Ehpad : après la vaccination, les fédérations appellent à un "pacte de responsabilité partagée"
Alors que près de 83% des résidents en Ehpad ont, selon le ministère de la Santé, reçu une première dose de vaccin, les Fédérations d'établissements pour personnes âgées demandent un assouplissement des règles applicables afin de restaurer la vie sociale au sein des établissements : visites, sorties, etc. Le tout devant se discuter localement et pour chaque établissement. La ministre déléguée Brigitte Bourguignon demeure pour l'heure très prudente. Sauf que depuis... le Conseil d'Etat vient de suspendre l'interdiction des sorties.
Alors que l'heure est au maintien du couvre-feu et aux menaces de reconfinement, les Ehpad semblent engagés dans le chemin inverse. Premières victimes de la pandémie, avec le plus grand nombre de décès au sein des établissements ou après transfert à l'hôpital, ils connaissent aujourd'hui une nette amélioration de leur situation sanitaire. Au point que les fédérations d'établissements demandent un assouplissement des règles applicables en Ehpad.

Données à examiner:
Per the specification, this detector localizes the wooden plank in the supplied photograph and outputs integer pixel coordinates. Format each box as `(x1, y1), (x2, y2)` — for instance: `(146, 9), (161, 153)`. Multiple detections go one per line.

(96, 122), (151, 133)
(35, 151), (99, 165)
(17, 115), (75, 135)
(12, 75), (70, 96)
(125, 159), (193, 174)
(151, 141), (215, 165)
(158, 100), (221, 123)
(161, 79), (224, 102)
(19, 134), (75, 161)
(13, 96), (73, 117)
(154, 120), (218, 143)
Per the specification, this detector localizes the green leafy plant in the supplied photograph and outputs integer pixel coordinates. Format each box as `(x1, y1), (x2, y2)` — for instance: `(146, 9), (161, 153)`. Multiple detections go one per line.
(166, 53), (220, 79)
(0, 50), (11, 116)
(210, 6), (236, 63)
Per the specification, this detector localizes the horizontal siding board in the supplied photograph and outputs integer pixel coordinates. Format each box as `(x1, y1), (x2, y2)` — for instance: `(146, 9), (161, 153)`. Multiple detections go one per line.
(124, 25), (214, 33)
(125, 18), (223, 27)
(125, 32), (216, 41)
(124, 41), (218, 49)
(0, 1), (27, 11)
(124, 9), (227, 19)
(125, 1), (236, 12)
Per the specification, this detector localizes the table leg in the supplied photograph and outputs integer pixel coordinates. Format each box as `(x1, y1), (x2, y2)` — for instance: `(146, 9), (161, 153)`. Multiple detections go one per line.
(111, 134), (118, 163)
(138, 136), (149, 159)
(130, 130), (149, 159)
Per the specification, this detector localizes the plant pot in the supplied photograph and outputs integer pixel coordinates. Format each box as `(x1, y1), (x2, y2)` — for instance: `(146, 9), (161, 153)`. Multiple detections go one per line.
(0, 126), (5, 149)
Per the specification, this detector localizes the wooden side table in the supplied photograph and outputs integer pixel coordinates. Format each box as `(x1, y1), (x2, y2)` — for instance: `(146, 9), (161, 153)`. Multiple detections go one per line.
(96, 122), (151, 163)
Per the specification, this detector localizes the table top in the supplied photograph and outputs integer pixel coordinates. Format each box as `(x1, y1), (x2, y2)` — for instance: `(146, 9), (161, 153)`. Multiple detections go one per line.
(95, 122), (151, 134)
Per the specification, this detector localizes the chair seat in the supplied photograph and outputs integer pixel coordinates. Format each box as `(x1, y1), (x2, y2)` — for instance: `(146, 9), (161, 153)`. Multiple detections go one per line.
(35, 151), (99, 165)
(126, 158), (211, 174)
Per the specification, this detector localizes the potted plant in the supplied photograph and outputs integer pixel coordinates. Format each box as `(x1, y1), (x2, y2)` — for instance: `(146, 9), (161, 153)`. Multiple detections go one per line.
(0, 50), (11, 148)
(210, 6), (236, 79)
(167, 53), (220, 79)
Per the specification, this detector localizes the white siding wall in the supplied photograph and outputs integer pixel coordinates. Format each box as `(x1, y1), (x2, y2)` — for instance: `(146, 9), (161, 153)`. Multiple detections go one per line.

Consignes:
[a] Indiquez si chacune des affirmations suivantes concorde avec le texte sur les Ehpad, en répondant par oui ou par non et en citant les mots du texte qui tranchent : (i) Le ministère de la Santé indique que près de 83 % des résidents en Ehpad ont reçu une première dose de vaccin. (ii) La ministre déléguée Brigitte Bourguignon appuie pleinement l'assouplissement des règles. (iii) Le Conseil d'Etat a suspendu l'interdiction des sorties.
[b] Répondez aux questions suivantes à partir du texte sur les Ehpad :
(i) Où et pour qui l'assouplissement des règles doit-il se discuter ?
(ii) Quelle mesure est maintenue, d'après le texte, alors que les Ehpad semblent prendre le chemin inverse ?
(iii) Qui demande un assouplissement des règles applicables en Ehpad ?
Les items n'interviennent pas dans cette partie.

Corrigé:
[a]
(i) Oui : « près de 83% des résidents en Ehpad ont, selon le ministère de la Santé, reçu une première dose de vaccin »
(ii) Non : « La ministre déléguée Brigitte Bourguignon demeure pour l'heure très prudente. »
(iii) Oui : « le Conseil d'Etat vient de suspendre l'interdiction des sorties »

[b]
(i) Localement et pour chaque établissement.
(ii) Le couvre-feu.
(iii) Les fédérations d'établissements pour personnes âgées.